> **Aim of the task**
Report each line in the listing below that contains the string "grass", copying the line in full. Case counts when matching.

--- START Items ---

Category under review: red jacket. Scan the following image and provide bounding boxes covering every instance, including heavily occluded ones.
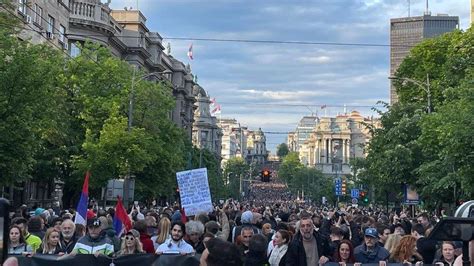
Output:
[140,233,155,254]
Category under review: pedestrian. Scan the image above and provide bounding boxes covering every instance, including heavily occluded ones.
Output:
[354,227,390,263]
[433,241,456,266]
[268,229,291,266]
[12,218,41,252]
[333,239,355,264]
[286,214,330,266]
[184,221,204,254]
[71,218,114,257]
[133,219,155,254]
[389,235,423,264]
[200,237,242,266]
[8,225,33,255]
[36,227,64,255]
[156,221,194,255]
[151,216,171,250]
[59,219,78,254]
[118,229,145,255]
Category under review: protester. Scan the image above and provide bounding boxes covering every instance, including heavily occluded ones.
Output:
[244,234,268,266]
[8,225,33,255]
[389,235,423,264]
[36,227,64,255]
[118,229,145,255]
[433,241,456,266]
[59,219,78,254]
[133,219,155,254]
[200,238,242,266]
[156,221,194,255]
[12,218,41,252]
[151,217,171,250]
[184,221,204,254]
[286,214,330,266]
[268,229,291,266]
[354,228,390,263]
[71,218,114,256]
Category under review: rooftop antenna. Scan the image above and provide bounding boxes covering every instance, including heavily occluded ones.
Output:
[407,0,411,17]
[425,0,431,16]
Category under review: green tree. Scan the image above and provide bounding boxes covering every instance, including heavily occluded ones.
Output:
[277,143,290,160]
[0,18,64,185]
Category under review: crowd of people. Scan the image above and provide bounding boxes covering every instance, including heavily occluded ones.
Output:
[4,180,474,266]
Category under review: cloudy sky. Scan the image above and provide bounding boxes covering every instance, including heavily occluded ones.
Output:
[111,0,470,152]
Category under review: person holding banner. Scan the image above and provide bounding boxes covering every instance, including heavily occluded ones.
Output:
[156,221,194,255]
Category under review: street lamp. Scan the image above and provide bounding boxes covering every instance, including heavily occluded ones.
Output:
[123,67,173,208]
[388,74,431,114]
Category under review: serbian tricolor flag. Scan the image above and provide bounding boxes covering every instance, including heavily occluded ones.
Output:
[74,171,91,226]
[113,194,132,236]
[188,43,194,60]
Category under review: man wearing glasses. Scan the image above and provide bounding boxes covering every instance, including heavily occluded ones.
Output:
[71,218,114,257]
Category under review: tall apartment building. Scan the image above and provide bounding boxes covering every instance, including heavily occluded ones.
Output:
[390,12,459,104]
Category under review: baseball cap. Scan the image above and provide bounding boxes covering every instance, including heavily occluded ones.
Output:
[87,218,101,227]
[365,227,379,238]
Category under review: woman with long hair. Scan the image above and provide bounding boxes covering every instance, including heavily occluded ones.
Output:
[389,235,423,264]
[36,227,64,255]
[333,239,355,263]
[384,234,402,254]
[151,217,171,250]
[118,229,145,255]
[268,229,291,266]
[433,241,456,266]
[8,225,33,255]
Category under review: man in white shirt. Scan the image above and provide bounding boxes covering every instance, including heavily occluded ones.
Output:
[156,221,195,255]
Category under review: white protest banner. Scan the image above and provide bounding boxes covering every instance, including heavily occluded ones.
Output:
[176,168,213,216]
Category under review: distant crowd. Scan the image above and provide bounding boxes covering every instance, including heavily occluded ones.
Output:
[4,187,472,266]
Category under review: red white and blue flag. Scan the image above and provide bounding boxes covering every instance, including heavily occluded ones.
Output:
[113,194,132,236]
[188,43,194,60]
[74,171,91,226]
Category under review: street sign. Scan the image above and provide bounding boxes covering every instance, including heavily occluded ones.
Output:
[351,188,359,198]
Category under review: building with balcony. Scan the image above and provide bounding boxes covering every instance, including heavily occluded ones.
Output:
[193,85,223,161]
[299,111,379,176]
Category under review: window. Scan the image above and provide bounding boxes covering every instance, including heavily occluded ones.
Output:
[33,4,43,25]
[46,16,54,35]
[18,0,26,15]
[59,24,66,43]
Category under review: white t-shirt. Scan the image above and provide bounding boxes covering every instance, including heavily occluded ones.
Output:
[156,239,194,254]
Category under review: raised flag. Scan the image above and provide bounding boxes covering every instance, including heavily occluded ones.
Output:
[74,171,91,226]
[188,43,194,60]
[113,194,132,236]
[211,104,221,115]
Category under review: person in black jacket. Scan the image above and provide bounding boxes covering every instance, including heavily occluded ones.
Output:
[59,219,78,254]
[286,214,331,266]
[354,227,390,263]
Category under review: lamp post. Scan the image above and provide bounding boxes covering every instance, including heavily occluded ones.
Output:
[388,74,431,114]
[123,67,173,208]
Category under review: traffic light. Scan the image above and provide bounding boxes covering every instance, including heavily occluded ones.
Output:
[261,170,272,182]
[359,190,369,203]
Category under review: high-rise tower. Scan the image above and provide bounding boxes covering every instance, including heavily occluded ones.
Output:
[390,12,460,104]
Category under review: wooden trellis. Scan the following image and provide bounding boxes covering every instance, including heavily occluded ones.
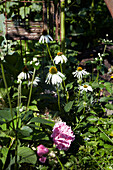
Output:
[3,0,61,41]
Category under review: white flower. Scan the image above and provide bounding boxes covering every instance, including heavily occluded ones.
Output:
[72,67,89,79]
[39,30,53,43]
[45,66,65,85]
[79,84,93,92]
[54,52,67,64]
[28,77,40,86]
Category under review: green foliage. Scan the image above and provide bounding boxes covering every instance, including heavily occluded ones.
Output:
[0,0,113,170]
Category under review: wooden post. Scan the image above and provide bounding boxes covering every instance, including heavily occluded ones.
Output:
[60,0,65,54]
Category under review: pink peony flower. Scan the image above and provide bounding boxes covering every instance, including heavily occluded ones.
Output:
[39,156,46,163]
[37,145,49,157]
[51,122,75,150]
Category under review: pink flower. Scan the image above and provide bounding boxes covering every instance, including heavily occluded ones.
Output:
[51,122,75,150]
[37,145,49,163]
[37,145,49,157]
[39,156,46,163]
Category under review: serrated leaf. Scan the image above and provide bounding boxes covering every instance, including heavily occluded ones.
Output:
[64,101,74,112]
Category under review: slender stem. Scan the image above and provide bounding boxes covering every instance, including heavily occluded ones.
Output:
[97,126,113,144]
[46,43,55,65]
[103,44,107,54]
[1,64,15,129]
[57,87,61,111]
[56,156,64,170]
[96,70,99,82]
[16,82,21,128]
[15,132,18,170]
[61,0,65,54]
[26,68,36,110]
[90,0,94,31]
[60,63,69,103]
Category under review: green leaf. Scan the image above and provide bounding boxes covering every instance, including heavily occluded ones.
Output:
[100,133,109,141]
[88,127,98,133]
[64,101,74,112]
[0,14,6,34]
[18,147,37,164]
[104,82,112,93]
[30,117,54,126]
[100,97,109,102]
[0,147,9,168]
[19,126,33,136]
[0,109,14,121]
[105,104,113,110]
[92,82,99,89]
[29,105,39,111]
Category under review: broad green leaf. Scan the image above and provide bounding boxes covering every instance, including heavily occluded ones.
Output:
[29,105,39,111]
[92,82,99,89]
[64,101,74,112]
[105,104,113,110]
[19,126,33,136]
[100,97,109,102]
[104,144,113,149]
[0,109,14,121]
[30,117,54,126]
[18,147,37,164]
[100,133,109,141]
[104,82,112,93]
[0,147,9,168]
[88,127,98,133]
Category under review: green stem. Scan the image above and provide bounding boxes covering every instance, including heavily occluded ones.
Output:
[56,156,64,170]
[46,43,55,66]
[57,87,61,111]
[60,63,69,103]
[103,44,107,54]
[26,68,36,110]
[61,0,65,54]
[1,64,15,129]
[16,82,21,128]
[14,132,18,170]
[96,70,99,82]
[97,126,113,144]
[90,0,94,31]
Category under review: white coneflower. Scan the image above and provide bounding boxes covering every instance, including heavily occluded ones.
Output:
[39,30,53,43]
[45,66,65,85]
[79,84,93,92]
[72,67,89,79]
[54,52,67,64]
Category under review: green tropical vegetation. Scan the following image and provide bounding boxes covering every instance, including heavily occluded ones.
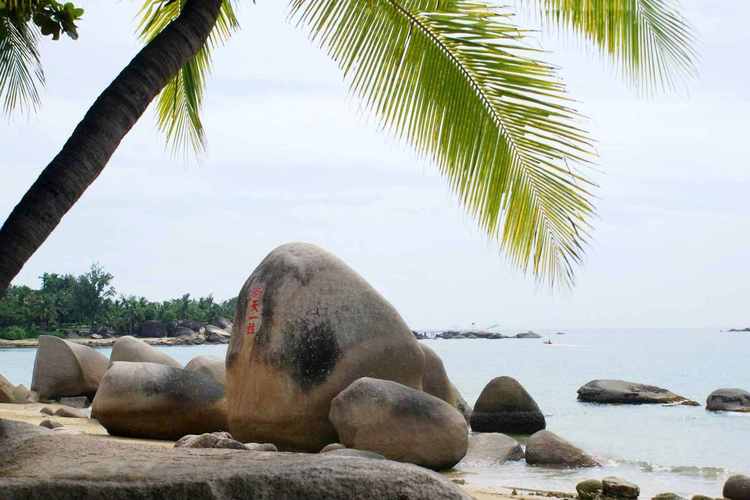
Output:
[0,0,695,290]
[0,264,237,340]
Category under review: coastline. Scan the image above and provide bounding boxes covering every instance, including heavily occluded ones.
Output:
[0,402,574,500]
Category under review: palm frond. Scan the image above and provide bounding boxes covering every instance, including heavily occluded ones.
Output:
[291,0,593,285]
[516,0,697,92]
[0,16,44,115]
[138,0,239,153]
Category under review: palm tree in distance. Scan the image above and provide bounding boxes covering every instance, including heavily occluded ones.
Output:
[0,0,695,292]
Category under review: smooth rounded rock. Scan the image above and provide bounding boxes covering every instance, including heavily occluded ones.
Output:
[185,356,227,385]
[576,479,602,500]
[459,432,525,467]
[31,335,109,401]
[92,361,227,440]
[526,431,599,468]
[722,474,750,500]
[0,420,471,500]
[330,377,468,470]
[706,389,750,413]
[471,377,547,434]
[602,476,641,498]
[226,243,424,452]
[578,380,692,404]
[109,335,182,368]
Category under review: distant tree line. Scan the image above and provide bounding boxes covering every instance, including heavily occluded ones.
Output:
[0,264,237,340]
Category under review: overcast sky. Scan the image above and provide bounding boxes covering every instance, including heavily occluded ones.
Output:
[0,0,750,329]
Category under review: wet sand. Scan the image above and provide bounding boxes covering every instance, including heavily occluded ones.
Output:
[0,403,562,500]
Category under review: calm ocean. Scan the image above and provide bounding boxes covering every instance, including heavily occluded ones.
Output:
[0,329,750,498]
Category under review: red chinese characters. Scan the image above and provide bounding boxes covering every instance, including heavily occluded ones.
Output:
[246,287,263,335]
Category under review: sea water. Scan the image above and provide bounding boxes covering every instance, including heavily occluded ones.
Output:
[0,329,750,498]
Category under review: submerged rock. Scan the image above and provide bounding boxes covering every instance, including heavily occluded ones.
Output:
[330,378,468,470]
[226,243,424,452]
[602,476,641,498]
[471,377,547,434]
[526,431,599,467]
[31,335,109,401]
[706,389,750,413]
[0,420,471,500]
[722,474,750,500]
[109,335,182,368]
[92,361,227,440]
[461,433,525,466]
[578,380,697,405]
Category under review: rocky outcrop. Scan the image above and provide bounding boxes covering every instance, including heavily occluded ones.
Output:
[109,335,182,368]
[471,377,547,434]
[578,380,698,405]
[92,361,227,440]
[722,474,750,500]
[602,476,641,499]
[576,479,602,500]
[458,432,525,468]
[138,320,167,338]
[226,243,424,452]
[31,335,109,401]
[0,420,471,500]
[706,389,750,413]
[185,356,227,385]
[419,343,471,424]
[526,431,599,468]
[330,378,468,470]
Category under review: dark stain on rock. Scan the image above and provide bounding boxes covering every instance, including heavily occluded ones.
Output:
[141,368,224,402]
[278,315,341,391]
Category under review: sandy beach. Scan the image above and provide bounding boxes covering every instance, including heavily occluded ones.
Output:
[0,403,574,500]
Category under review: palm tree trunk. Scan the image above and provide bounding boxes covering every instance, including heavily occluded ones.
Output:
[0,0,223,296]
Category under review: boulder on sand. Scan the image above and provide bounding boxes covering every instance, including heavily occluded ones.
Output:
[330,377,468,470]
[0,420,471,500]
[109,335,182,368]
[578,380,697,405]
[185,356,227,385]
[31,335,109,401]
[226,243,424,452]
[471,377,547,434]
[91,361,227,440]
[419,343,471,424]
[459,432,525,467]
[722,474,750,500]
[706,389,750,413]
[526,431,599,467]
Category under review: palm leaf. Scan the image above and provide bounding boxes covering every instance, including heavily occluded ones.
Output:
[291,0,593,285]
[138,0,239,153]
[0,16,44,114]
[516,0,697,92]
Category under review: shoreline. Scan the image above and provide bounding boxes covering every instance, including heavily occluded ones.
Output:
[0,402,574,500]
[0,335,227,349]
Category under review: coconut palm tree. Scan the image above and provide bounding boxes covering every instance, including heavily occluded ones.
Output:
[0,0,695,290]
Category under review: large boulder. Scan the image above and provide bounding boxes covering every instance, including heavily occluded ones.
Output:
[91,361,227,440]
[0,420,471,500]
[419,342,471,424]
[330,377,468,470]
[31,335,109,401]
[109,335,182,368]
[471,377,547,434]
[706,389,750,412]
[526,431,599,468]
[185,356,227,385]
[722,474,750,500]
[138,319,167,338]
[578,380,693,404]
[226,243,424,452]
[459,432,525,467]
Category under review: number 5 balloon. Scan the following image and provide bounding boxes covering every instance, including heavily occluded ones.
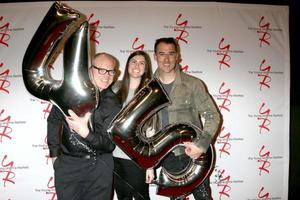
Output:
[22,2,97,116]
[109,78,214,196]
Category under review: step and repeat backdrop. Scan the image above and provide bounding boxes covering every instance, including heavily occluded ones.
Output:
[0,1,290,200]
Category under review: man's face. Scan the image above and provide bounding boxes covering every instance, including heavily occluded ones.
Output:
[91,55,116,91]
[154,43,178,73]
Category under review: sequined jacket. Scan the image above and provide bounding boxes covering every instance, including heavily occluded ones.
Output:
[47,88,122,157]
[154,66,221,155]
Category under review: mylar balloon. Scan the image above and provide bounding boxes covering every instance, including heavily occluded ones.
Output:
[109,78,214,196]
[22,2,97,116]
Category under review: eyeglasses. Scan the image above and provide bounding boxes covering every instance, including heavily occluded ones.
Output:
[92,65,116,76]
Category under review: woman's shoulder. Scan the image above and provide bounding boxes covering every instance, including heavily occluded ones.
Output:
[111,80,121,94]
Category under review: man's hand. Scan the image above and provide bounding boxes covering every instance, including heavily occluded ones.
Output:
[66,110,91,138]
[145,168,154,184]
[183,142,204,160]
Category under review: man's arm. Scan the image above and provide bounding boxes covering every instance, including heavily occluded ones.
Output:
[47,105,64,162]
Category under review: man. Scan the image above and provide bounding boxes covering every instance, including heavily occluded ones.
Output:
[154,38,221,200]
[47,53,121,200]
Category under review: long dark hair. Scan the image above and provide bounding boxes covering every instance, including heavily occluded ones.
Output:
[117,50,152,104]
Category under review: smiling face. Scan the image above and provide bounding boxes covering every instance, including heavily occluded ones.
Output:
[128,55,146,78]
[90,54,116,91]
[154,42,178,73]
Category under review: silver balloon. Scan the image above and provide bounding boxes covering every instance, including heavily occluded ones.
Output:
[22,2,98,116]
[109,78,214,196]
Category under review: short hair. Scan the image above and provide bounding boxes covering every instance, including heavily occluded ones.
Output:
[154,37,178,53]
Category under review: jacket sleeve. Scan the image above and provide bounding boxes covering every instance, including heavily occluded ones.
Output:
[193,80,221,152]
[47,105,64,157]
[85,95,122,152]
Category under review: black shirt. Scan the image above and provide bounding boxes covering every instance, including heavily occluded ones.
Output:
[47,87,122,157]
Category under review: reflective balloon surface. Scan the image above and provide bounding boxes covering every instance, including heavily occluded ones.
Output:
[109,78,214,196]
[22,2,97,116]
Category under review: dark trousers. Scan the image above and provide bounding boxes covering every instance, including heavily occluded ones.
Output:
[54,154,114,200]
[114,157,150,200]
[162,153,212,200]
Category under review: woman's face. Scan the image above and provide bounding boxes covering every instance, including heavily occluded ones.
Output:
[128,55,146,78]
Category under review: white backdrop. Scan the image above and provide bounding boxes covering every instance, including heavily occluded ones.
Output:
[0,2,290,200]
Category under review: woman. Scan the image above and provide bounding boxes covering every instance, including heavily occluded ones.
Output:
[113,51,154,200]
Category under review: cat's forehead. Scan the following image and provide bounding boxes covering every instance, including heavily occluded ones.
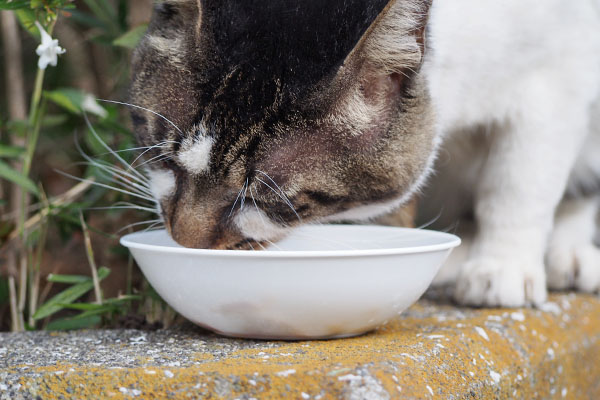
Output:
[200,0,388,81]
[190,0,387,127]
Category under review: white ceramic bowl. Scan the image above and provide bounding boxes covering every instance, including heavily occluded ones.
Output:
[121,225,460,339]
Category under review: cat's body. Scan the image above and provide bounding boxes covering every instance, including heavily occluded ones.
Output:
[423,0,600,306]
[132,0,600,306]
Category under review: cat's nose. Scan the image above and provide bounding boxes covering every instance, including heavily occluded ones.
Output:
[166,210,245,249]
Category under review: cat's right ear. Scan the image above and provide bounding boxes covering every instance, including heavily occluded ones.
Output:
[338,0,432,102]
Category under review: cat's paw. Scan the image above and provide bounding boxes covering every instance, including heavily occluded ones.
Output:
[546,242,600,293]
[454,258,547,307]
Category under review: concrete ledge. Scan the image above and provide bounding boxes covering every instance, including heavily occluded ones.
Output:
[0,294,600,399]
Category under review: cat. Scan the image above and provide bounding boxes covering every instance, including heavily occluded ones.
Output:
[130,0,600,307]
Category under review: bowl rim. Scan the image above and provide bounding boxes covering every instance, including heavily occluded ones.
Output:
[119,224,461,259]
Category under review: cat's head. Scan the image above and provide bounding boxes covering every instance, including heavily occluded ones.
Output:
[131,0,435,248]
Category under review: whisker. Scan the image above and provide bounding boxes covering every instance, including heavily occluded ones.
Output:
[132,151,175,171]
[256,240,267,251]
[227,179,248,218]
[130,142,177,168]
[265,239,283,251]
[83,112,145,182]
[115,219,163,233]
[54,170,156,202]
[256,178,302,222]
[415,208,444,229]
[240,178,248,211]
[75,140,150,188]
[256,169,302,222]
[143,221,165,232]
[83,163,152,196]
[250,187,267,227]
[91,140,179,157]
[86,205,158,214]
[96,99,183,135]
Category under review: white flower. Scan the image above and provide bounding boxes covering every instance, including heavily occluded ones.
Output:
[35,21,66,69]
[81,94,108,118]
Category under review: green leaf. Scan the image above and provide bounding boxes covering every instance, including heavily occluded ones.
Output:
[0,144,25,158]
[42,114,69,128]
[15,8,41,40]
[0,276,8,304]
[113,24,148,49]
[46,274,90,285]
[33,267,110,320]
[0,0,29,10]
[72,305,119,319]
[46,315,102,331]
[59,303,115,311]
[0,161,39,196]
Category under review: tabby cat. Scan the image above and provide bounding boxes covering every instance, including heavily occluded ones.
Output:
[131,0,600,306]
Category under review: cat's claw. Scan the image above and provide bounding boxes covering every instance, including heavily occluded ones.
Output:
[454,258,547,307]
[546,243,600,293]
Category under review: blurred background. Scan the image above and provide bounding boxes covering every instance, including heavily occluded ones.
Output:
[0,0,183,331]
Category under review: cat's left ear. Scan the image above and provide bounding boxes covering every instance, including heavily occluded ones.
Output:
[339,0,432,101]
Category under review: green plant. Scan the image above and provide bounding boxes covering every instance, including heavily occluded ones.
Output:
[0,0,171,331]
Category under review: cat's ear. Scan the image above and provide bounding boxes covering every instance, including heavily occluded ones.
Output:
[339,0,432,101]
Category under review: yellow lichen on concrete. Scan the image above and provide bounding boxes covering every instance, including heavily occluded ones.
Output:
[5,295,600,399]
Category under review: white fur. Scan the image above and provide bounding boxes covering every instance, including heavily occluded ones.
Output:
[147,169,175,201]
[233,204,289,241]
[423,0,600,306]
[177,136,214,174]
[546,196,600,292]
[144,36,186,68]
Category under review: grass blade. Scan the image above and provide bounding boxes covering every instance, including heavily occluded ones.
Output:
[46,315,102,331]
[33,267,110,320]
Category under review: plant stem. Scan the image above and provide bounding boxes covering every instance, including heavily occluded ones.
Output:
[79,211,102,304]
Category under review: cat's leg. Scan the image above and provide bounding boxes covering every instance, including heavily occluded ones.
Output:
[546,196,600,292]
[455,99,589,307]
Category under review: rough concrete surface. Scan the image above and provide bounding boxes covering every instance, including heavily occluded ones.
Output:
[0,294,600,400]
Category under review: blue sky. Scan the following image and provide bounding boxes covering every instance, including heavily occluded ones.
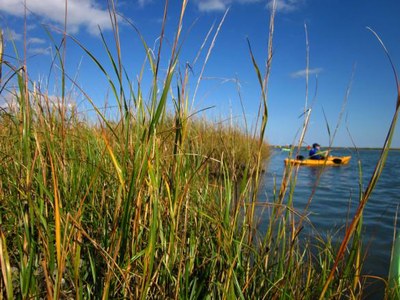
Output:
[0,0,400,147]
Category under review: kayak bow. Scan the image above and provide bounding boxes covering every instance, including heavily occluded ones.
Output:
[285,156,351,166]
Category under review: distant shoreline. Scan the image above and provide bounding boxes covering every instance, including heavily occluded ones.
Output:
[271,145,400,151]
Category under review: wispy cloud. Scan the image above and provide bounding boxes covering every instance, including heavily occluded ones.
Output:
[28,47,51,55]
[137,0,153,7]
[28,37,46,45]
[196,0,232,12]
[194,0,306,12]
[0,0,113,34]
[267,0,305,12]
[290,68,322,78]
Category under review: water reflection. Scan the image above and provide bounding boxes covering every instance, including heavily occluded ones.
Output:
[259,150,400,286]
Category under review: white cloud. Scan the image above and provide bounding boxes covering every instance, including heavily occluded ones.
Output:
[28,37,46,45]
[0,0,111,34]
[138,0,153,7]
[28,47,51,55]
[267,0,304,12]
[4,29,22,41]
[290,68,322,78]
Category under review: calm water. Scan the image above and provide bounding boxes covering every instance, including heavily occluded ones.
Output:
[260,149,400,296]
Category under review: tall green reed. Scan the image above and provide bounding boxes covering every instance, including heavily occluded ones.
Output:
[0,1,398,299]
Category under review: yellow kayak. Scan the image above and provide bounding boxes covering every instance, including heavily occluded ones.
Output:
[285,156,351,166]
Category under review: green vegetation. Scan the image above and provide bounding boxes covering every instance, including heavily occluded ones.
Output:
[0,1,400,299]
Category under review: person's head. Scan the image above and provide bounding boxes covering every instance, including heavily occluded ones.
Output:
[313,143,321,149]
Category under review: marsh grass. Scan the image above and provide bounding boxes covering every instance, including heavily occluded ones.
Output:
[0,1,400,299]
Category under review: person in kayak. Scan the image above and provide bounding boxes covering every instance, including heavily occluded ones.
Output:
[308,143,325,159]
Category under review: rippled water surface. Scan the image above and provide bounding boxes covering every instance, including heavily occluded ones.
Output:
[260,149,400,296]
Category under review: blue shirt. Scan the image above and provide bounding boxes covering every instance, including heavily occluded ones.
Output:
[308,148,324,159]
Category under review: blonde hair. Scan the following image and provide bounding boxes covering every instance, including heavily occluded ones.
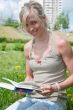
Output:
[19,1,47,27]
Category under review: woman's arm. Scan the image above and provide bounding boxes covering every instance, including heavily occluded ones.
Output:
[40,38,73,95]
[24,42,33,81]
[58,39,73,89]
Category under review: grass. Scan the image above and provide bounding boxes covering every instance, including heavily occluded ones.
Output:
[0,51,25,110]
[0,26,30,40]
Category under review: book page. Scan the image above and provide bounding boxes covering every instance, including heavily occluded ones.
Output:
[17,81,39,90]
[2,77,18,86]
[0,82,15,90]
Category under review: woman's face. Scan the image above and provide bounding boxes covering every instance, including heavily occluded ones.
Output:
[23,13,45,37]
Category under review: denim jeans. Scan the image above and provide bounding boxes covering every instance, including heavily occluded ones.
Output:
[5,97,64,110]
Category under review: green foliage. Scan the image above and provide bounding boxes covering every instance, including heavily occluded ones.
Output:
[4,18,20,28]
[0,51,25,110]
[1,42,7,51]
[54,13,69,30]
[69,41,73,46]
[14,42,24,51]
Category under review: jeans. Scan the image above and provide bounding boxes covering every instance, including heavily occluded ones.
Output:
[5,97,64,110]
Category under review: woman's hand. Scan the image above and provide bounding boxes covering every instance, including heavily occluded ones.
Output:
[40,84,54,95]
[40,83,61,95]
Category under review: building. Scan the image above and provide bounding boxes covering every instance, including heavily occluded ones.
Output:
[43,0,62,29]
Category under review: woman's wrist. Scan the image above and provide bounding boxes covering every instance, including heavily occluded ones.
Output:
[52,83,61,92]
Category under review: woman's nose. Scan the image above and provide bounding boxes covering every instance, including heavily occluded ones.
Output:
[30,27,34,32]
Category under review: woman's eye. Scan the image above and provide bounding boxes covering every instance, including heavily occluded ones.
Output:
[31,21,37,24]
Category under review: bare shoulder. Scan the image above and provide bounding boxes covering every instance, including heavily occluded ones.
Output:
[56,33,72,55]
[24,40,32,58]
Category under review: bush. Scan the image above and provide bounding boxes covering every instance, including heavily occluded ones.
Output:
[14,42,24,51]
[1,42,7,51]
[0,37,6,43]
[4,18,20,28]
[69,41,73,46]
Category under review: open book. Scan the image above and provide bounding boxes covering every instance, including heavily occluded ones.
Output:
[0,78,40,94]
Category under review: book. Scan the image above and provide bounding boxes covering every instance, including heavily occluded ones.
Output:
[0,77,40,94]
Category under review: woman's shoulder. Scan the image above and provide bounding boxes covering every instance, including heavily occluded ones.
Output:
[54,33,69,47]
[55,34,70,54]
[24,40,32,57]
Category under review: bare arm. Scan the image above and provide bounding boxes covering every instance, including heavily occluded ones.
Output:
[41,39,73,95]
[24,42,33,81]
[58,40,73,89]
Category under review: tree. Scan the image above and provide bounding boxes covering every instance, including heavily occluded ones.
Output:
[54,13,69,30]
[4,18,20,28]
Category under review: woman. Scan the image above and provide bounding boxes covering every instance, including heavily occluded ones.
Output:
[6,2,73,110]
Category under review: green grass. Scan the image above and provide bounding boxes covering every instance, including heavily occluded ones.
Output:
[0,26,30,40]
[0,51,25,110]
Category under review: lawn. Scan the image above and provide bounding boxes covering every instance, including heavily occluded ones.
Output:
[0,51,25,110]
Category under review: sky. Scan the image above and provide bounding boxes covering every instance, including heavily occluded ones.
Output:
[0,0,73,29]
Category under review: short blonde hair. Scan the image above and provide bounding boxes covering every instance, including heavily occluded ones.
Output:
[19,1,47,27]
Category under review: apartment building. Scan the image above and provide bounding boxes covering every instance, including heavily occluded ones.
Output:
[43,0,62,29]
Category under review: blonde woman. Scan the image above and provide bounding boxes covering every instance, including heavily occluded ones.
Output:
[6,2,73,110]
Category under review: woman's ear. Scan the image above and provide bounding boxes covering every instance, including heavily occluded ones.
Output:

--- END Items ---

> **Exercise solution**
Category under review: grass blade. Scan the image above and provide bounding boxes covering every instance, including heavily occluded ones.
Category under review: marsh grass. Scan the image above and provide bounding boxes covering every instance, including heavily occluded ones.
Category under review: grass. Scan the image above and provide bounding boxes covering every instance, including heavily occluded ones.
Category under review: green grass. Scan the image above and provide bounding boxes covering every instance, including heavily occluded ones.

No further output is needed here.